Decide whether each statement below agrees with the passage on Josip Ribičič, answering yes or no and quoting the deciding words of the passage. 1. Ribičič was born in Trieste. 2. Ribičič was released from prison in 1944 by the Nazi German authorities. 3. The book Ruins was published in 1925.

Source passage>
______________________________

Josip Ribičič (3 November 1886 – 7 June 1969) was a Slovene writer, known as an author of popular children's literature.

== Life ==
He was born as Josip Ribičić in Baška on the island of Krk (now in Croatia, then part of Austria-Hungary). His father Juraj was a Croat from Dalmatia who worked on Krk as an Austro-Hungarian public servant, while his mother Marija Križanič was a Slovene from Gorenja Vas near Kanal ob Soči in what was then the County of Gorizia and Gradisca (now in Slovenia). Josip attended elementary school in Lig, and then enrolled in a teacher's college in Koper. Between 1909 and 1911, he worked as teacher in several elementary schools in the Austrian Littoral, before settling in Trieste in 1911, where he worked as a teacher in a private Slovene-language school in the district of San Giacomo (Sveti Jakob). He married a local Slovene woman in 1913.

In 1925, he moved to the Kingdom of Serbs, Croats and Slovenes in order to escape Fascist Italian persecution. He first worked as a teacher in Rakek, and from 1929 in Ljubljana. In 1942, during World War II, he was arrested by the Italian authorities in the annexed Province of Ljubljana, accused of collaboration with the Liberation Front of the Slovenian People and sentenced to 12 years in prison. He was released in 1944 by the Nazi German authorities. After the end of the war, he continued shortly his teaching profession; in 1949, he was employed in the Slovenian Ministry of Education.

He died in Ljubljana. He was the father of the communist official and Yugoslav statesman Mitja Ribičič, and the grandfather of the Slovenian jurist and politician Ciril Ribičič.

== Work ==
Most of Ribičič's work, written in the fin-de-siècle estheticism, is children literature. His book Nicholas's Night (Slovene: Miklavževa noč), illustrated by Milko Bambič, is the first Slovene-language youth book printed in colour lithography. An example of adult literature is the book Ruins (Slovene: Razvaline), published in 1917, which is a collection of short stories and humoresques dealing with World War I. In 1976, the publishing house Mladinska knjiga published his collected works in 7 volumes.

______________________________

Study material>
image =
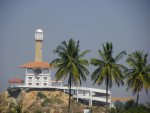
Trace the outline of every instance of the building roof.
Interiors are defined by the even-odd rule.
[[[115,102],[115,101],[121,101],[121,102],[126,102],[126,101],[129,101],[129,100],[132,100],[133,99],[133,97],[112,97],[111,98],[111,100],[113,101],[113,102]]]
[[[21,68],[52,68],[52,65],[47,62],[28,62],[20,66]]]
[[[13,79],[10,79],[8,83],[23,83],[23,80],[19,78],[13,78]]]

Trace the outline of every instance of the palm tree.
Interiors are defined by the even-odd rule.
[[[127,72],[127,89],[137,94],[136,104],[138,105],[139,92],[145,88],[146,92],[150,84],[150,64],[147,61],[148,53],[135,51],[128,55],[127,63],[131,67]]]
[[[78,84],[82,81],[86,81],[86,75],[89,74],[86,66],[89,65],[88,61],[84,59],[86,53],[89,50],[83,51],[80,53],[79,41],[76,43],[73,39],[68,41],[63,41],[59,45],[54,53],[58,55],[58,58],[54,59],[51,63],[56,66],[58,69],[55,76],[56,79],[68,78],[69,86],[69,105],[68,113],[70,113],[70,104],[71,104],[71,85],[72,83]]]
[[[101,59],[92,58],[91,64],[96,66],[97,68],[91,75],[94,83],[101,85],[103,81],[105,81],[106,86],[106,105],[108,104],[108,88],[112,87],[112,83],[115,82],[118,87],[124,84],[124,75],[123,71],[126,70],[126,67],[118,64],[119,61],[124,55],[126,55],[125,51],[120,52],[115,58],[113,58],[113,45],[112,43],[106,43],[106,45],[102,44],[103,50],[99,50],[98,54]]]

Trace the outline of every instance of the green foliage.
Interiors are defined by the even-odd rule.
[[[47,106],[48,104],[54,105],[54,104],[62,104],[63,101],[59,97],[52,97],[52,98],[45,98],[44,101],[42,102],[42,106]]]
[[[127,71],[127,89],[131,89],[133,94],[137,94],[136,103],[138,104],[139,92],[150,87],[150,65],[148,64],[148,53],[135,51],[128,55],[127,63],[131,67]]]
[[[98,51],[100,59],[92,58],[91,64],[97,68],[93,71],[91,78],[94,81],[93,84],[97,83],[101,85],[105,82],[106,93],[108,88],[112,87],[113,82],[118,86],[124,84],[124,71],[126,67],[118,64],[117,62],[126,55],[125,51],[120,52],[116,57],[113,57],[113,45],[112,43],[102,44],[103,49]],[[106,95],[106,102],[108,102],[108,96]]]
[[[80,53],[79,41],[75,42],[70,39],[68,43],[63,41],[55,50],[54,53],[58,58],[54,59],[51,63],[58,69],[55,76],[57,80],[68,78],[69,86],[69,106],[68,113],[70,112],[71,103],[71,85],[72,83],[78,84],[86,81],[86,75],[89,74],[86,66],[89,65],[88,61],[84,59],[89,50]]]

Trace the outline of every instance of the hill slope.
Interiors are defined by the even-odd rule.
[[[0,94],[0,113],[67,113],[68,94],[61,91],[5,91]],[[83,113],[85,105],[71,100],[73,113]],[[93,108],[104,113],[104,108]],[[100,112],[101,111],[101,112]]]

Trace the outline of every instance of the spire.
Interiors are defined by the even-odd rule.
[[[43,30],[35,31],[35,62],[42,62]]]

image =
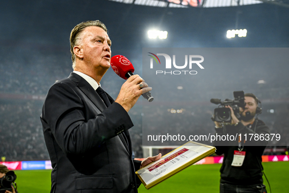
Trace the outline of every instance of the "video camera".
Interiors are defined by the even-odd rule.
[[[220,105],[215,109],[214,115],[212,117],[212,120],[217,122],[231,122],[232,117],[231,116],[231,110],[228,108],[225,108],[225,106],[230,105],[233,109],[236,117],[239,119],[241,117],[240,115],[239,107],[244,108],[245,106],[245,97],[244,91],[234,91],[234,100],[226,99],[224,101],[221,101],[218,98],[212,98],[211,102],[214,104]]]
[[[6,175],[0,178],[0,193],[5,193],[6,191],[13,192],[11,184],[14,183],[16,179],[16,175],[13,171],[9,171]],[[17,189],[17,186],[16,186]]]

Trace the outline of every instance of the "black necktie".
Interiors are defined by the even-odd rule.
[[[100,86],[99,86],[98,88],[97,88],[97,89],[96,89],[96,92],[98,95],[99,95],[99,96],[100,96],[102,100],[103,100],[105,104],[107,105],[107,107],[108,107],[111,103],[106,93]]]

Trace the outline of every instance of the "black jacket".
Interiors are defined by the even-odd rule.
[[[41,120],[53,168],[51,193],[137,192],[134,167],[140,163],[131,158],[128,131],[133,124],[109,98],[107,108],[74,73],[50,89]]]
[[[249,125],[244,126],[241,122],[236,126],[227,125],[223,128],[216,129],[218,135],[235,136],[237,133],[242,134],[242,146],[243,151],[245,151],[245,158],[241,167],[231,166],[234,157],[234,151],[238,150],[238,138],[237,140],[231,142],[215,141],[214,145],[218,155],[224,154],[222,166],[221,168],[221,183],[233,185],[250,185],[261,184],[263,167],[261,164],[262,155],[267,144],[268,141],[255,141],[253,138],[250,141],[251,135],[249,134],[264,135],[270,134],[269,128],[261,120],[256,120],[251,128]],[[244,135],[246,134],[247,140],[244,143]],[[256,138],[256,139],[257,139]]]

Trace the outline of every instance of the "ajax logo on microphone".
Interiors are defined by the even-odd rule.
[[[118,59],[119,61],[119,62],[124,65],[130,65],[131,64],[131,62],[130,62],[130,61],[124,56],[120,56],[119,57],[118,57]]]
[[[160,64],[160,61],[159,60],[159,58],[157,56],[163,56],[165,57],[165,59],[166,60],[166,64],[165,67],[166,69],[172,69],[172,58],[171,57],[165,53],[157,53],[156,55],[151,53],[148,52],[151,54],[153,55],[148,55],[149,56],[152,57],[152,58],[151,58],[150,61],[150,68],[151,69],[154,68],[154,59],[156,62],[156,64]],[[188,66],[188,66],[189,69],[192,69],[192,67],[193,65],[197,65],[201,69],[204,69],[204,67],[200,64],[203,62],[204,61],[204,57],[200,55],[190,55],[189,57],[188,57],[187,55],[185,55],[185,64],[182,65],[178,65],[176,64],[176,55],[173,55],[173,66],[174,67],[177,69],[184,69]],[[199,60],[198,60],[198,58]],[[196,71],[189,71],[189,70],[178,70],[178,71],[156,71],[156,74],[197,74],[197,72]]]

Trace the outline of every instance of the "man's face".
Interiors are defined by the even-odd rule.
[[[107,70],[111,66],[111,42],[100,27],[86,27],[81,35],[83,60],[89,67]]]
[[[240,113],[243,120],[249,120],[256,115],[256,109],[258,106],[255,99],[251,96],[245,96],[246,105],[244,109],[240,108]],[[246,112],[250,112],[250,115],[246,115]]]

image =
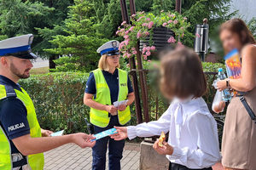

______________________________

Exercise answer>
1. No: "He was born as Josip Ribičić in Baška on the island of Krk"
2. Yes: "He was released in 1944 by the Nazi German authorities."
3. No: "the book Ruins (Slovene: Razvaline), published in 1917"